PASSAGE GIVEN:

>>>

Op-ed: In India, population policy needs to go beyond the numbers alone

With a population of 1.37 billion and counting, India is poised to top China as the world’s most populous country by 2027. This poses policy, economic, and environmental challenges that the government will need to address.

In an August 20, 2019 op-ed published in The Print, S V Subramanian, professor of population health and geography at Harvard T.H. Chan School of Public Health, and Pritha Chatterjee, a PhD student in population health sciences, discussed steps the government could take to effectively, ethically, and equitably address population growth. The authors noted that among Indian states, there are wide variations in Total Fertility Rate (TFR), or the total number of children born or likely to be born to a woman in her lifetime if she were subject to the prevailing rate of age-specific fertility in the population. They suggested that the government bolster family planning services in high-TFR states and ensure effective implementation of legislation aimed at child marriage, which is a concern in all states reporting a high TFR.

<<<

GOAL: Reproduce the stretch of the op-ed on India's population policy from "Op-ed: In India, population" through "need to address.", substituting "the People's Republic of China" for "China". The items that come next have nothing to do with the op-ed.

Collected data:
>>>

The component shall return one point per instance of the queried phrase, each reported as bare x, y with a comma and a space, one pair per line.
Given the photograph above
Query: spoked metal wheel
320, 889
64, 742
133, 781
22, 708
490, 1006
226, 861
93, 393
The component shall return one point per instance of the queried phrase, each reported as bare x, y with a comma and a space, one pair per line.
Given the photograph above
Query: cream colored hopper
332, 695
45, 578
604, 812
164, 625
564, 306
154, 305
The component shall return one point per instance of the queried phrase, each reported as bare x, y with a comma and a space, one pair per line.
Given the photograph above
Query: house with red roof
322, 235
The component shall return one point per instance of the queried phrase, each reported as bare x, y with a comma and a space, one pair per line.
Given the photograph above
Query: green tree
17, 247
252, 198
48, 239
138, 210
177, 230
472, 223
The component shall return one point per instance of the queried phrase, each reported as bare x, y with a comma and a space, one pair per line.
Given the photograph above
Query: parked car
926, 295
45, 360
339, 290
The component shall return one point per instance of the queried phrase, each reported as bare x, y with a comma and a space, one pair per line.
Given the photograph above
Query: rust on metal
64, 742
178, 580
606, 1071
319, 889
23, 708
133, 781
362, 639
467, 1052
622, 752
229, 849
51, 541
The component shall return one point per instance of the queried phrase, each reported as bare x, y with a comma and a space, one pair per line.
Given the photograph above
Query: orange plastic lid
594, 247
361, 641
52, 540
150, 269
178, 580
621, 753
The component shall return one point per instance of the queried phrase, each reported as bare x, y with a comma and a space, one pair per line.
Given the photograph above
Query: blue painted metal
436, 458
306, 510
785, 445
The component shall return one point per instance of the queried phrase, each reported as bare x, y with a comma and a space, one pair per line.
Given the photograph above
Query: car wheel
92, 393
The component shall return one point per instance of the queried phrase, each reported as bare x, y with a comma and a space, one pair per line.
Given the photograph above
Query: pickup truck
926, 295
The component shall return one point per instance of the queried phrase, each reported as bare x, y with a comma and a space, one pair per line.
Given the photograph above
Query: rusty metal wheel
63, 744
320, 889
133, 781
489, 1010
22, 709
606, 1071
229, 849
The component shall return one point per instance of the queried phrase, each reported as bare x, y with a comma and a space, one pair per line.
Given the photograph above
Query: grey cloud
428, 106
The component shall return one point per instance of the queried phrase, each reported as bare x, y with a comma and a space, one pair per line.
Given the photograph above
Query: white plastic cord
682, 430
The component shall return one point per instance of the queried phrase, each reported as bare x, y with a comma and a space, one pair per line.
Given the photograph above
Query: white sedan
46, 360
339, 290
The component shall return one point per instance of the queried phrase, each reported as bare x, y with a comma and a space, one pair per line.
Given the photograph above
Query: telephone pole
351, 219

<<<

FINISHED TASK:
Op-ed: In India, population policy needs to go beyond the numbers alone

With a population of 1.37 billion and counting, India is poised to top the People's Republic of China as the world’s most populous country by 2027. This poses policy, economic, and environmental challenges that the government will need to address.